→ **Problem description**
The records that follow must be transcribed in full, without any change.

Dataset items:
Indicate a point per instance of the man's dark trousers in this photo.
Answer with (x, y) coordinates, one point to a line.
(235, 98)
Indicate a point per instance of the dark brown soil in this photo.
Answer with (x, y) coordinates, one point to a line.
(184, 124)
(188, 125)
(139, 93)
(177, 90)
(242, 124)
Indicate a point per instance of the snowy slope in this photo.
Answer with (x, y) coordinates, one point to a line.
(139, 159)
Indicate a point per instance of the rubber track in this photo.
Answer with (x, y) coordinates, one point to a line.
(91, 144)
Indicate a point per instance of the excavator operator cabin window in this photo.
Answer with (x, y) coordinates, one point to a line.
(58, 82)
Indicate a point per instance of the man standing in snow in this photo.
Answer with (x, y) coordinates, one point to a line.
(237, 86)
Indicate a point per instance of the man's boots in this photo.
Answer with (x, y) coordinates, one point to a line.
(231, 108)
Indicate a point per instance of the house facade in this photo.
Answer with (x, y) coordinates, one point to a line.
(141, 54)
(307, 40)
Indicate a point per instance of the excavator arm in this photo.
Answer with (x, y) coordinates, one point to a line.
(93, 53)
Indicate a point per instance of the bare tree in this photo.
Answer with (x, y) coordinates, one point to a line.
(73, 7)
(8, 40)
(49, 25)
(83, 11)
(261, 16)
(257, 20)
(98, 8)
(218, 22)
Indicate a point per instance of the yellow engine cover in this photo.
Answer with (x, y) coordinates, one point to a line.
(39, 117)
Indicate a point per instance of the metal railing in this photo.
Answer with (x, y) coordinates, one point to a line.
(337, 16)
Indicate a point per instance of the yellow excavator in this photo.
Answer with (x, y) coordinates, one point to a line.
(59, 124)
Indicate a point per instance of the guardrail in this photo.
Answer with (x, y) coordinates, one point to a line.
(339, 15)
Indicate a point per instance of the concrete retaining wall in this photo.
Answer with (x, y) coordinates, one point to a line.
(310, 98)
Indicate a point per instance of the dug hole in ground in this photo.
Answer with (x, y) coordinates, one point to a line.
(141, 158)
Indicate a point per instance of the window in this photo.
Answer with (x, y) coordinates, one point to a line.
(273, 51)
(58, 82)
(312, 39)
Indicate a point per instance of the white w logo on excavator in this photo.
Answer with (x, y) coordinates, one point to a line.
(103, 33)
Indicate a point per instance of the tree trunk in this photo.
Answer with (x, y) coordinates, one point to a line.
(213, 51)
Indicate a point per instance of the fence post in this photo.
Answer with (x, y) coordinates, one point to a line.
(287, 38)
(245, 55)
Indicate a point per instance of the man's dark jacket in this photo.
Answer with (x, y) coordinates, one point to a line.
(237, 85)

→ **Answer section**
Indicate a point per instance of the man's dark trousers in this photo.
Answer with (x, y) coordinates, one point to a line.
(235, 98)
Indicate a point per instance of the dark brown soil in this photo.
Answer with (x, y) coordinates, one point to a line.
(184, 124)
(188, 125)
(139, 93)
(177, 90)
(242, 124)
Indicate a point per instance of the snowy slope in this photo.
Answer with (x, y) coordinates, one point to a line.
(139, 159)
Indicate a point per instance of the rubber track in this photo.
Answer with (x, y) coordinates, one point to a line.
(91, 144)
Indicate a point per instance of the excavator operator cabin window in this photo.
Answer with (x, y) coordinates, one point to a line.
(58, 82)
Indicate a point per instance of the man standing in snow in this photo.
Answer with (x, y) coordinates, one point to a line.
(237, 86)
Indicate a point per instance of the man's boots in this photo.
Answer with (x, y) coordinates, one point to a line.
(231, 108)
Indicate a point per instance of the house facade in this photo.
Answer with (x, y) coordinates, one point to a line.
(141, 54)
(307, 40)
Indicate a point per instance of the excavator arm in this photo.
Answer with (x, y) coordinates, one point to a line.
(93, 53)
Indicate a point per instance of the bare tree in this photo.
Answer with (x, y) coordinates, one point to a line.
(73, 7)
(8, 40)
(49, 25)
(83, 11)
(261, 16)
(257, 20)
(98, 8)
(218, 22)
Indicate a point per instance of the yellow engine cover in this photo.
Answer with (x, y) coordinates, one point to a line.
(39, 117)
Indicate a point per instance of the metal railing in this photo.
Answer with (x, y) coordinates, one point to a line.
(337, 16)
Indicate a point per instance of the yellow excavator in this photo.
Answer with (x, y) coordinates, one point to a line.
(59, 124)
Indicate a point per instance of the guardrail in this photo.
Answer with (x, y) coordinates, one point to a line.
(339, 15)
Indicate a point per instance of the concrete retaining wall in this photo.
Answer with (x, y) coordinates, one point to a line.
(310, 98)
Indicate a point per instance of the dug hole in ground in this photo.
Answer with (x, y) coordinates, one point to a line.
(141, 158)
Indicate a point per instance of the window in this photo.
Answer with (x, y) coordinates, one point to a line.
(273, 51)
(58, 82)
(312, 39)
Indicate a point per instance of the white w logo on excavator in this photo.
Answer with (x, y) coordinates, one point to a line.
(103, 33)
Indicate a point per instance of the tree trunk in this photo.
Answer with (x, y) coordinates, one point to a line.
(213, 51)
Indicate a point per instance of the fence post in this photo.
Answer with (x, y) coordinates, one point to a line.
(287, 38)
(245, 55)
Indicate a point per instance of the man's dark jacket in this photo.
Answer with (x, y) coordinates, one point to a line.
(237, 85)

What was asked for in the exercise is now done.